• [TASK ITEM]
Would you transcribe the line that holds "Target: electrical panel", plus every line beneath it through the end of the data, exactly and with nothing added?

[Dataset entries]

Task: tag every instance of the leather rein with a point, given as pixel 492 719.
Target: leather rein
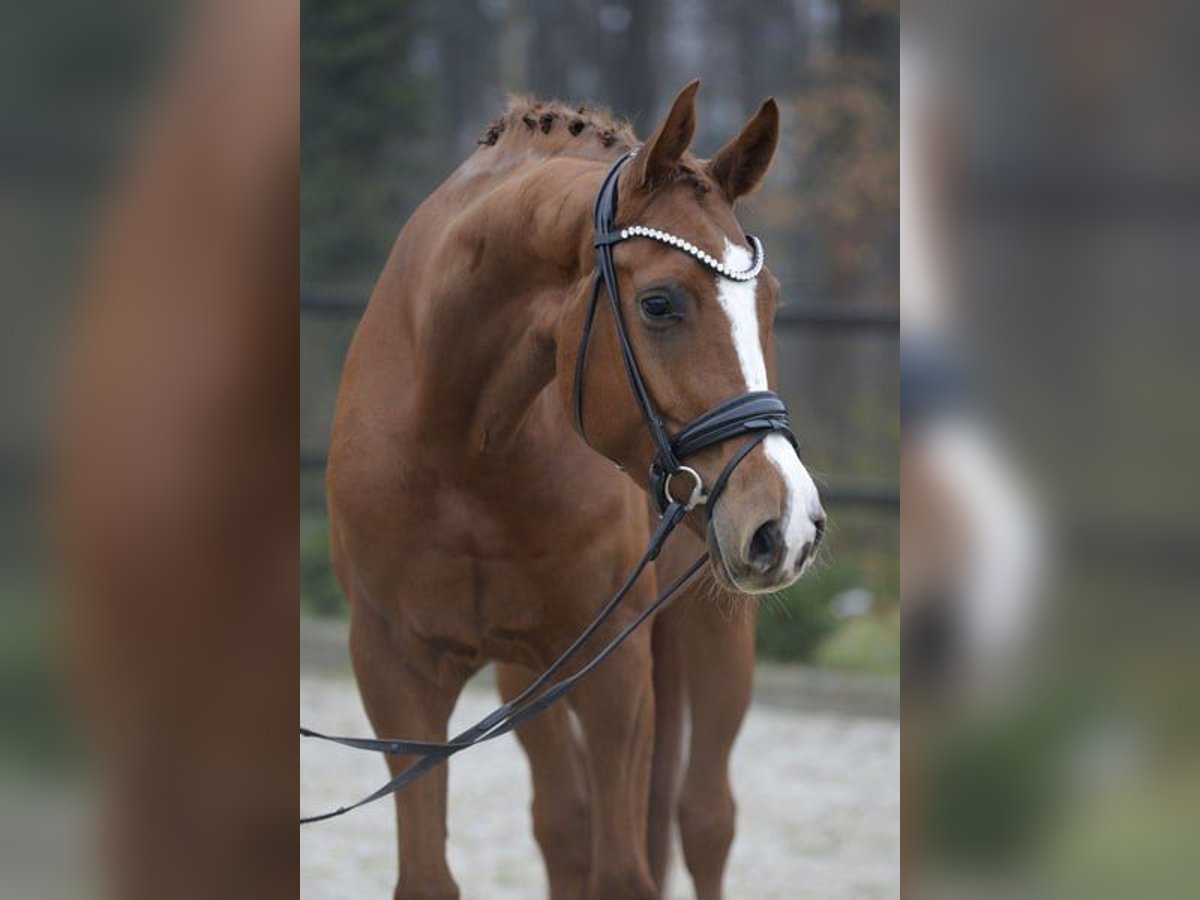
pixel 756 414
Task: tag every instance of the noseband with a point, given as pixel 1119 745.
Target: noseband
pixel 756 414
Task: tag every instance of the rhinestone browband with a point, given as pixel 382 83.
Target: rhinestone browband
pixel 717 265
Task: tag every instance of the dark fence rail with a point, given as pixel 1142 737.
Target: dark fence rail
pixel 826 316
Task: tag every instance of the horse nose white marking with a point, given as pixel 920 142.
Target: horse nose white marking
pixel 739 304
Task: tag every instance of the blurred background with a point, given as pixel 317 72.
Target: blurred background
pixel 396 94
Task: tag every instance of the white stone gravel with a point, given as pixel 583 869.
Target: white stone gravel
pixel 819 802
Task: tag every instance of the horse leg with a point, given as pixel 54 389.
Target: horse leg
pixel 669 708
pixel 402 701
pixel 616 708
pixel 558 765
pixel 718 672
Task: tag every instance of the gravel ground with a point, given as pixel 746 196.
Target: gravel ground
pixel 819 802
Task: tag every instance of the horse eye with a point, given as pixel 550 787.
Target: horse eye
pixel 658 307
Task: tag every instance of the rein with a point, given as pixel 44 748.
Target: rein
pixel 757 414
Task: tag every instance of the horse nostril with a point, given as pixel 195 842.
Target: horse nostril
pixel 805 552
pixel 766 546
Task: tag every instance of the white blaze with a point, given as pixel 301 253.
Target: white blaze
pixel 741 306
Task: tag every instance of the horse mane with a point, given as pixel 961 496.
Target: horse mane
pixel 559 129
pixel 529 119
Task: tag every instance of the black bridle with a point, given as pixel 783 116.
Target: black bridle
pixel 756 414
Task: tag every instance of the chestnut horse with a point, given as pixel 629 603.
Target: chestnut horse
pixel 472 523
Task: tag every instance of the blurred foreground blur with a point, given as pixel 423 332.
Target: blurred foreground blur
pixel 159 142
pixel 1050 521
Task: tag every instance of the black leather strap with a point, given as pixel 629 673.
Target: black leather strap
pixel 533 700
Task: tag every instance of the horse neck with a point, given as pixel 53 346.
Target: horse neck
pixel 502 271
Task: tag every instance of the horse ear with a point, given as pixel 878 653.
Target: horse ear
pixel 660 155
pixel 739 166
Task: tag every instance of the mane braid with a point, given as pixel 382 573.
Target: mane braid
pixel 562 127
pixel 531 118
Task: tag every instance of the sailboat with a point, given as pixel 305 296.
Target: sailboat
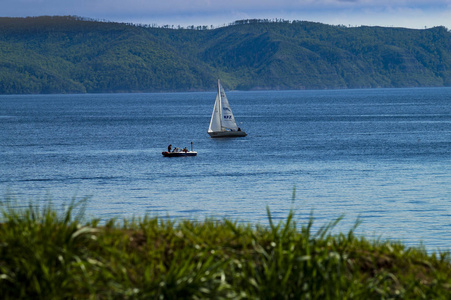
pixel 222 123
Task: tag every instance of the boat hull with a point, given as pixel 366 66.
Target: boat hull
pixel 220 134
pixel 179 154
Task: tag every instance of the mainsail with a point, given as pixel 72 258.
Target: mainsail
pixel 222 116
pixel 222 123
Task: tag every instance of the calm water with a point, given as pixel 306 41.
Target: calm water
pixel 382 155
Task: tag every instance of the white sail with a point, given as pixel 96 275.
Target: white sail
pixel 227 120
pixel 222 123
pixel 215 122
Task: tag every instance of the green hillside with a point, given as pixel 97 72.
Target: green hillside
pixel 75 55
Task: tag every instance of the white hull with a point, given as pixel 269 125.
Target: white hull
pixel 227 134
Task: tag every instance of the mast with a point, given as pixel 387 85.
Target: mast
pixel 220 104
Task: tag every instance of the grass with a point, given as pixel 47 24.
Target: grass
pixel 49 255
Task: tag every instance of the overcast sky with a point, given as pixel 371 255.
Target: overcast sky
pixel 398 13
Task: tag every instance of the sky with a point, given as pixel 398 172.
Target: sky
pixel 388 13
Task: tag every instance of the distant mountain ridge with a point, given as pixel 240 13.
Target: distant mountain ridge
pixel 75 55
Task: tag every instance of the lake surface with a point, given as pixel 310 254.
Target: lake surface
pixel 381 155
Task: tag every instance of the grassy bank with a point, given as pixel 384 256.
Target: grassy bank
pixel 50 255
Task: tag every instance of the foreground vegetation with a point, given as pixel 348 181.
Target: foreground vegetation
pixel 49 255
pixel 76 55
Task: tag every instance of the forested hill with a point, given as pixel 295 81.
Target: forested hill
pixel 75 55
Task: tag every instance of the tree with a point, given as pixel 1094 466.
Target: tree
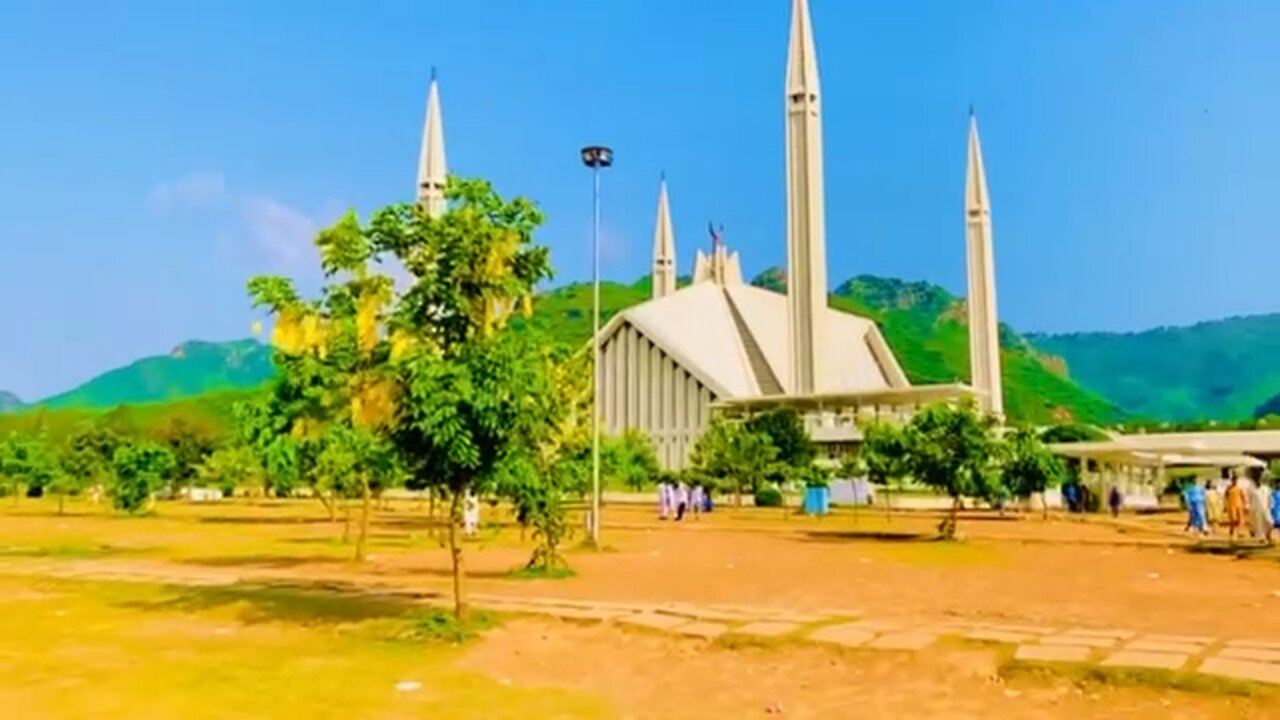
pixel 1029 466
pixel 231 468
pixel 32 465
pixel 786 432
pixel 336 381
pixel 952 450
pixel 88 454
pixel 736 456
pixel 190 442
pixel 140 469
pixel 881 456
pixel 630 459
pixel 476 393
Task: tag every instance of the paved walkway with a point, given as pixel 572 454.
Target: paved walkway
pixel 1252 660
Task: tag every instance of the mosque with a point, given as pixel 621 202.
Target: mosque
pixel 725 347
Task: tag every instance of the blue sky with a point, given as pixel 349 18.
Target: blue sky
pixel 156 154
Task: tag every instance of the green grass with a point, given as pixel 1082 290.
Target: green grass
pixel 558 573
pixel 1220 369
pixel 1182 680
pixel 201 382
pixel 135 650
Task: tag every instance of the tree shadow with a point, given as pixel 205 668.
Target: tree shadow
pixel 236 520
pixel 1255 550
pixel 472 574
pixel 304 604
pixel 274 561
pixel 878 536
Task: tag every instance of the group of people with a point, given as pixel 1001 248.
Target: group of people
pixel 1244 506
pixel 675 500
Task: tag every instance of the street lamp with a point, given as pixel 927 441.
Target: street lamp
pixel 595 156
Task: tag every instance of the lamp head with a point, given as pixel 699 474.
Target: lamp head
pixel 597 156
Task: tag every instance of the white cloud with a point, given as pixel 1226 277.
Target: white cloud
pixel 282 231
pixel 193 190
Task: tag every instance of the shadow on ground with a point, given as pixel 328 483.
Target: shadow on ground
pixel 65 551
pixel 1249 550
pixel 304 604
pixel 238 520
pixel 887 536
pixel 275 561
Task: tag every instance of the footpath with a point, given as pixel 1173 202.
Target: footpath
pixel 1237 659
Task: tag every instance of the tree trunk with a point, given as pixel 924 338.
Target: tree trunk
pixel 365 500
pixel 952 518
pixel 460 578
pixel 328 505
pixel 430 511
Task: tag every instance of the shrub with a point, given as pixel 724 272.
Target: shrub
pixel 768 496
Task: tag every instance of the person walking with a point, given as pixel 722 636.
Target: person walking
pixel 1214 502
pixel 1196 513
pixel 1260 513
pixel 1115 500
pixel 696 500
pixel 1275 509
pixel 470 515
pixel 1237 506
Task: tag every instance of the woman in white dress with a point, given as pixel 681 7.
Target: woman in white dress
pixel 470 515
pixel 1260 510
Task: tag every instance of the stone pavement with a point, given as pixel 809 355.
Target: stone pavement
pixel 1251 660
pixel 1244 659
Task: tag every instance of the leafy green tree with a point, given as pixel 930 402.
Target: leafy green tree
pixel 336 381
pixel 736 456
pixel 190 442
pixel 881 458
pixel 231 468
pixel 786 432
pixel 476 393
pixel 87 458
pixel 1072 432
pixel 1029 468
pixel 32 465
pixel 630 459
pixel 264 427
pixel 140 469
pixel 954 450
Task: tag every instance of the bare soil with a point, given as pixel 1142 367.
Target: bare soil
pixel 650 677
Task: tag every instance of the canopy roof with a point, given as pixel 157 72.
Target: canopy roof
pixel 734 338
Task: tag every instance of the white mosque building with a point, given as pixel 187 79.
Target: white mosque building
pixel 722 346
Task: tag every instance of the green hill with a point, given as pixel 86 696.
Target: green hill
pixel 1223 370
pixel 920 322
pixel 924 326
pixel 923 323
pixel 211 411
pixel 192 368
pixel 10 402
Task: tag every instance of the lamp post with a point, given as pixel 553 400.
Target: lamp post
pixel 595 156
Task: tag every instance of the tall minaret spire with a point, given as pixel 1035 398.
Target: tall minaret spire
pixel 663 246
pixel 983 328
pixel 807 249
pixel 430 167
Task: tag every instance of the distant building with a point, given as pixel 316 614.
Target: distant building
pixel 721 346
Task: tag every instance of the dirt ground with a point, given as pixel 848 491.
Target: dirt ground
pixel 648 677
pixel 1134 574
pixel 1138 573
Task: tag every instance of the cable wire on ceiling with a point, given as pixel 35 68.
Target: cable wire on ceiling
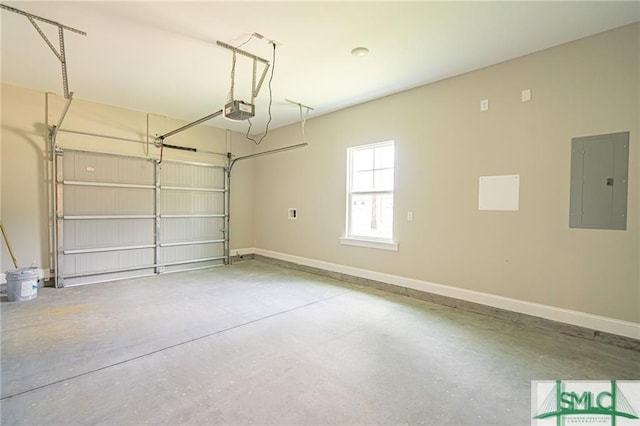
pixel 273 67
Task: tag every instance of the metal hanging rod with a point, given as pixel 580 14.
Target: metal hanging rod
pixel 303 117
pixel 39 18
pixel 273 151
pixel 255 86
pixel 242 52
pixel 59 54
pixel 118 138
pixel 190 125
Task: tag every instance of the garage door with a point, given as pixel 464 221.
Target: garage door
pixel 122 217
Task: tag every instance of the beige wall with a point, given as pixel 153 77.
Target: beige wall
pixel 24 182
pixel 443 145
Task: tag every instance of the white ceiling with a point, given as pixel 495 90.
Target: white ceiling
pixel 162 57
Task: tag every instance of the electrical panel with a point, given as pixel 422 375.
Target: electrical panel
pixel 599 175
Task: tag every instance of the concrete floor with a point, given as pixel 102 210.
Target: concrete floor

• [COMPLETED EXERCISE]
Target: electrical panel
pixel 599 175
Task: tag every instance of the concrete floor with a point, given as pixel 102 210.
Target: concrete floor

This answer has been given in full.